**WHAT NEEDS TO BE DONE:** Only the lines holding "waveform" are wanted. Copy every one from the records below.

- - - - - - -

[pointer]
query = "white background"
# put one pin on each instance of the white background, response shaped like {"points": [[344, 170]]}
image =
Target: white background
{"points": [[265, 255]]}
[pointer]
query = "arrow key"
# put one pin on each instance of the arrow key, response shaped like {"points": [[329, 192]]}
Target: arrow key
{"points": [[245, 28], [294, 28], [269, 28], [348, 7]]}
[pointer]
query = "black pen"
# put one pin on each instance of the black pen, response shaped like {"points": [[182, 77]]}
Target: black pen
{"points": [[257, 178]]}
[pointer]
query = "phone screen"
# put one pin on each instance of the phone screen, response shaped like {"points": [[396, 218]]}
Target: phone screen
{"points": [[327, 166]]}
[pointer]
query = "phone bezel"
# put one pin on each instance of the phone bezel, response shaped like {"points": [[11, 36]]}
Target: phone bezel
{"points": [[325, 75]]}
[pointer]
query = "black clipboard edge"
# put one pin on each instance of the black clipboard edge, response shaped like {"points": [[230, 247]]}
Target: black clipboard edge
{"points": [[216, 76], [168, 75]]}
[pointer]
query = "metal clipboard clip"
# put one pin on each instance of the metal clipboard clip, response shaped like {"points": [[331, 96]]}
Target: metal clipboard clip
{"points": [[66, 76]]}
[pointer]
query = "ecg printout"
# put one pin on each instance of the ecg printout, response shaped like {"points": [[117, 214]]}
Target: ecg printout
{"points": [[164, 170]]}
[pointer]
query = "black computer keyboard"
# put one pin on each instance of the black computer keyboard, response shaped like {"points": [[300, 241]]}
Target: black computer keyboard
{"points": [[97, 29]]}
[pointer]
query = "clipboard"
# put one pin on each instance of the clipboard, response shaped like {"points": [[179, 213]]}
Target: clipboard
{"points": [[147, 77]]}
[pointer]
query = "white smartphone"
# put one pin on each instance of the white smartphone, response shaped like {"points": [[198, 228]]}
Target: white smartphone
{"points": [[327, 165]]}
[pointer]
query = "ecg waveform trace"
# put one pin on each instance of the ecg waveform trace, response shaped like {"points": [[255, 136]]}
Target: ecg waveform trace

- - - - - - -

**OUTPUT BELOW:**
query = "ecg waveform trace"
# put one pin on each instance of the ecg waveform trace, response shaped like {"points": [[255, 136]]}
Target: ecg waveform trace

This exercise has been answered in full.